> Exercício: Por favor, troque "rough mask" por "coarse mask" no trecho que vai da linha com "rough mask: <svg" até o fim das entradas, inclusive, e reproduza esse trecho sem nenhuma outra alteração.

Entradas armazenadas
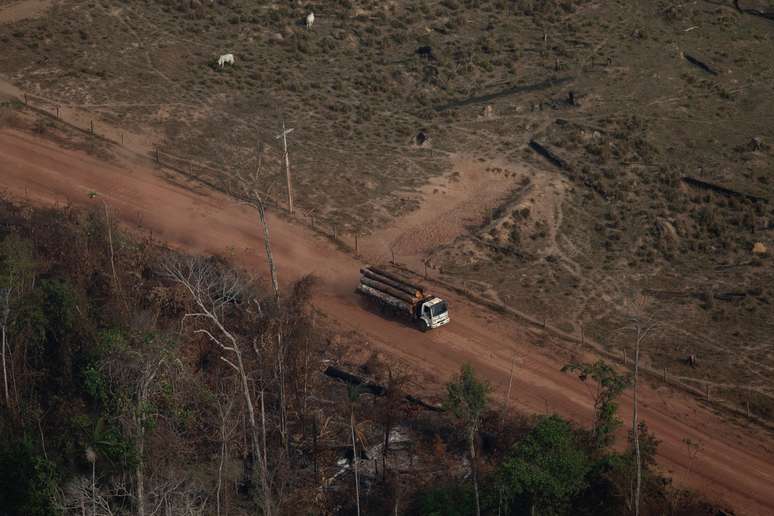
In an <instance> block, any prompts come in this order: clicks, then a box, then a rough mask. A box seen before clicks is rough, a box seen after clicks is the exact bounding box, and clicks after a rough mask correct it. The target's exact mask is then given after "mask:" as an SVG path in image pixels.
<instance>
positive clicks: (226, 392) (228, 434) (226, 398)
mask: <svg viewBox="0 0 774 516" xmlns="http://www.w3.org/2000/svg"><path fill="white" fill-rule="evenodd" d="M234 394H235V392H234V391H231V390H229V391H225V387H224V386H223V385H222V384H221V386H220V389H219V392H218V397H217V406H218V416H219V417H220V427H219V436H218V437H219V438H220V462H219V463H218V486H217V488H216V491H215V510H216V513H217V515H218V516H220V510H221V506H222V505H223V501H222V500H221V494H220V493H221V489H222V486H223V467H224V465H225V462H226V457H228V442H229V440H230V439H231V435H232V434H233V433H234V430H235V429H236V426H237V425H236V424H234V425H229V419H230V417H231V411H232V409H233V408H234V398H233V396H234ZM225 513H226V514H228V504H226V507H225Z"/></svg>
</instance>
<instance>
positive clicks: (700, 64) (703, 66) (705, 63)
mask: <svg viewBox="0 0 774 516" xmlns="http://www.w3.org/2000/svg"><path fill="white" fill-rule="evenodd" d="M683 55H684V56H685V59H686V60H687V61H688V62H689V63H691V64H693V65H695V66H698V67H699V68H701V69H702V70H704V71H705V72H707V73H708V74H710V75H718V72H717V70H715V69H714V68H711V67H710V66H709V65H708V64H707V63H705V62H704V61H700V60H699V59H696V58H695V57H693V56H691V55H688V54H685V53H684V54H683Z"/></svg>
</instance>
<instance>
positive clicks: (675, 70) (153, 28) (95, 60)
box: [0, 0, 774, 419]
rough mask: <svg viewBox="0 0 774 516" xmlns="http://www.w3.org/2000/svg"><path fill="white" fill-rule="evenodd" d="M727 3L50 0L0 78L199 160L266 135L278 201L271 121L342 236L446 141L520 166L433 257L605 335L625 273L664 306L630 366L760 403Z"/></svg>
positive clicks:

> Resposta:
coarse mask: <svg viewBox="0 0 774 516" xmlns="http://www.w3.org/2000/svg"><path fill="white" fill-rule="evenodd" d="M727 3L50 0L0 78L199 160L266 135L278 201L271 121L342 236L446 141L520 166L433 257L605 335L625 273L664 306L630 366L760 403Z"/></svg>
positive clicks:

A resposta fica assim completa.